> _Task directions_:
Rewrite the lines from the one containing "hand. Report pixel corners as JSON arrays." through the one containing "[[165, 130, 185, 146]]", replacing "left hand" with "right hand" and keeping everything else the same.

> _Supplied entries_:
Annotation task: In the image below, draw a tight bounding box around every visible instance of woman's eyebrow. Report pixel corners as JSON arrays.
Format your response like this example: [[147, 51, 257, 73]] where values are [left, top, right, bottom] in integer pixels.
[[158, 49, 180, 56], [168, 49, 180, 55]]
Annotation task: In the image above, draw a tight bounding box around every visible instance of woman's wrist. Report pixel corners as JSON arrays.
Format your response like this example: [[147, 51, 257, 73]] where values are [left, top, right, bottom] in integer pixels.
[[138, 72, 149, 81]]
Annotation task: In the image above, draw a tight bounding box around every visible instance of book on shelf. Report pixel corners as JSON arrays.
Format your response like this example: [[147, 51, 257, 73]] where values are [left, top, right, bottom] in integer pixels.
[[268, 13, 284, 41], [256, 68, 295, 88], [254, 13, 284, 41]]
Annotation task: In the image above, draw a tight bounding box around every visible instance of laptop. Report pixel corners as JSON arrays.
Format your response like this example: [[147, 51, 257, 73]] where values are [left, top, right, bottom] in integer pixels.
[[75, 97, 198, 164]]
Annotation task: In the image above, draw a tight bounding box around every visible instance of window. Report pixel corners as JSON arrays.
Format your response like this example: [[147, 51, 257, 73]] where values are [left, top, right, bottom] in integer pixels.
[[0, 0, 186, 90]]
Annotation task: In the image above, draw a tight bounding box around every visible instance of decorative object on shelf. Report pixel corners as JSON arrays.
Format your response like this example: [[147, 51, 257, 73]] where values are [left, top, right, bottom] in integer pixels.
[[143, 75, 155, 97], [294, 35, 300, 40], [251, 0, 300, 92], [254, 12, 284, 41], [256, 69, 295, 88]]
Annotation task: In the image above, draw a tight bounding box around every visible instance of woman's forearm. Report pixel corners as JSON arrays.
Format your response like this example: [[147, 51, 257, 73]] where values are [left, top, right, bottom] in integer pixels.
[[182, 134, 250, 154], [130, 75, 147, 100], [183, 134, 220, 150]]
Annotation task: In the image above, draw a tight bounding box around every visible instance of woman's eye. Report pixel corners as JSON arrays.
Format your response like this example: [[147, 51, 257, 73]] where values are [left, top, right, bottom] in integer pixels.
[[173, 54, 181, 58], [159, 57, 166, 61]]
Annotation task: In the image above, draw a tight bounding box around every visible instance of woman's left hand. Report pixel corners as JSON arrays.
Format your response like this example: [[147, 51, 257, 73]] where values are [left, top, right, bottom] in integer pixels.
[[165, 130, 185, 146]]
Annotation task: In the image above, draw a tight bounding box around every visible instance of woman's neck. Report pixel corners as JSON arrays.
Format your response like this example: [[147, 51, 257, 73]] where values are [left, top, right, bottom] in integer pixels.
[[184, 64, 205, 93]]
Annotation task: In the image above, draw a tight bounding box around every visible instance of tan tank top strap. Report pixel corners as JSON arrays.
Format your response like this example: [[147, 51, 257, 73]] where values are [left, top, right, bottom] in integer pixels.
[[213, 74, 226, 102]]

> _Output of the exercise_:
Annotation task: In the image above, draw a tight bounding box around every visible instance of woman's right hand. Report pixel corners as JSON arrays.
Format your response like this example: [[147, 51, 257, 73]] where values are [left, top, right, bottom] in integer pixels.
[[165, 130, 185, 146]]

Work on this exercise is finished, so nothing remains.